▸ **SOURCE EXTRACT**

────────

Not only do the characters come out better in this version but I find the story to be moving. Not because of  sympathy with Avraham, or because of sympathy with Yishmael, who, after all, inhabited a rather unique family situation, but out of solidarity and appreciation for the writers of this midrash who took “a sad song and made it better.” 

Ultimately, our capacity to write new endings to sad songs, is a quintessential human super-power, a capacity that is at the very core of this season of teshuvah and introspection. And it is also a very important Jewish superpower by which the infinite meaning contained in the Torah is explored and embraced, and then deployed to give us the stories we need, and the examples that can inspire us.

Paul McCartney wrote the lyrics to the song Hey Jude, including the charge to “take a sad song and make it better’ to encourage a child from a broken marriage, just like Yishmael. It speaks to the human capacity for resilience and rediscovery. Whenever we are the victims of fate, we have the opportunity to ascribe new meaning to the storms that buffet our lives and transform that fate into a chosen destiny whose direction and purpose we choose. 

That is essentially the meaning of Rosh Hashanah, a date that does not commemorate the creation of Heaven and Earth, but a date that commemorates the creation of humanity, with our capacity for perpetual renewal. In the words of the Sefas Emes, the great 19th century Hassidic leader, on Rosh Hashanah, the ability for renewal is itself renewed each year. This means that on Rosh Hashanah every year, in his words,  מחדש העולם the world itself is renewed through our ability to tap into the potential for taking our lives in a new direction and by telling a new story.

────────

▸ **SUPPLIED INFORMATION**
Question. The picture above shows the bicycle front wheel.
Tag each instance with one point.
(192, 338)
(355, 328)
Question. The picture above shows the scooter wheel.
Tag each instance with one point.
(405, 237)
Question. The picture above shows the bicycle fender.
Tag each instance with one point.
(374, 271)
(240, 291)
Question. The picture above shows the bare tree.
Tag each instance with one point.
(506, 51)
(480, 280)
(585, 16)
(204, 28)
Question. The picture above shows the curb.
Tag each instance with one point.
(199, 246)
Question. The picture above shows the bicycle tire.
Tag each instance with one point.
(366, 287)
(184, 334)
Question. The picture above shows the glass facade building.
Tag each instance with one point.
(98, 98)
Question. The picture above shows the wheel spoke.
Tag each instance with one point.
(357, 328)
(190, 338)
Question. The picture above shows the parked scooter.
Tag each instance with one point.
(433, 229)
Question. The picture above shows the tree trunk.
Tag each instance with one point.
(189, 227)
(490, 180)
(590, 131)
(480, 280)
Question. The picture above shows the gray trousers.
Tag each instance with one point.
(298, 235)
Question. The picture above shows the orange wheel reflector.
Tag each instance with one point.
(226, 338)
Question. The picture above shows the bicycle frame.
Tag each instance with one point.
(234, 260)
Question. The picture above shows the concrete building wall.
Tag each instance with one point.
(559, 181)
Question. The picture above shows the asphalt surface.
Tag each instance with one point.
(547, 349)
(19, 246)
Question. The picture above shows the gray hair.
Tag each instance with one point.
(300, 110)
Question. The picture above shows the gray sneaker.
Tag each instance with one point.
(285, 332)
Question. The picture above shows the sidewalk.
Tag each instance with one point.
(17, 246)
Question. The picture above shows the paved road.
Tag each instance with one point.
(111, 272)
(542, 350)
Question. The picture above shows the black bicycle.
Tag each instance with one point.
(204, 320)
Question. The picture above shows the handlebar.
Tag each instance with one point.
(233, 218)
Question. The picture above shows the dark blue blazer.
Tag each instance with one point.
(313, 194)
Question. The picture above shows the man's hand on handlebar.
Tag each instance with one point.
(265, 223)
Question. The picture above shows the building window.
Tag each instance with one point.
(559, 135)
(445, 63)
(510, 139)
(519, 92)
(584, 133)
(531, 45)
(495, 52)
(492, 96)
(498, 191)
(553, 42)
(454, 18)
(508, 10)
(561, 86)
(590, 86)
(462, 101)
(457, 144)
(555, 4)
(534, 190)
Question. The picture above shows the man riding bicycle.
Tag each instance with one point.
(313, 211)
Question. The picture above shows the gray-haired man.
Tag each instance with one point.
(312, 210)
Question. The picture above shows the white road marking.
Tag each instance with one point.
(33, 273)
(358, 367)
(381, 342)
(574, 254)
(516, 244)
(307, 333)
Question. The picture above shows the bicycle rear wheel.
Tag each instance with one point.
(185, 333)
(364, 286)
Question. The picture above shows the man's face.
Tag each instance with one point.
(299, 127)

────────

▸ **WRITTEN EXERCISE 1**
Print, word for word, the part of the Rosh Hashanah passage that opens with the words containing "Not only do" and closes with "can inspire us.".
▸ **WRITTEN EXERCISE 2**
Answer these questions from the Rosh Hashanah passage:
(a) Who wrote the lyrics to the song Hey Jude?
(b) According to the Rosh Hashanah passage, what does Rosh Hashanah commemorate?
(c) How does the Rosh Hashanah passage describe the Sefas Emes?
The records are separate material.

▸ **TASK SOLUTION 1**
Not only do the characters come out better in this version but I find the story to be moving. Not because of  sympathy with Avraham, or because of sympathy with Yishmael, who, after all, inhabited a rather unique family situation, but out of solidarity and appreciation for the writers of this midrash who took “a sad song and made it better.” 

Ultimately, our capacity to write new endings to sad songs, is a quintessential human super-power, a capacity that is at the very core of this season of teshuvah and introspection. And it is also a very important Jewish superpower by which the infinite meaning contained in the Torah is explored and embraced, and then deployed to give us the stories we need, and the examples that can inspire us.

▸ **TASK SOLUTION 2**
(a) Paul McCartney
(b) The creation of humanity, not the creation of Heaven and Earth
(c) As the great 19th century Hassidic leader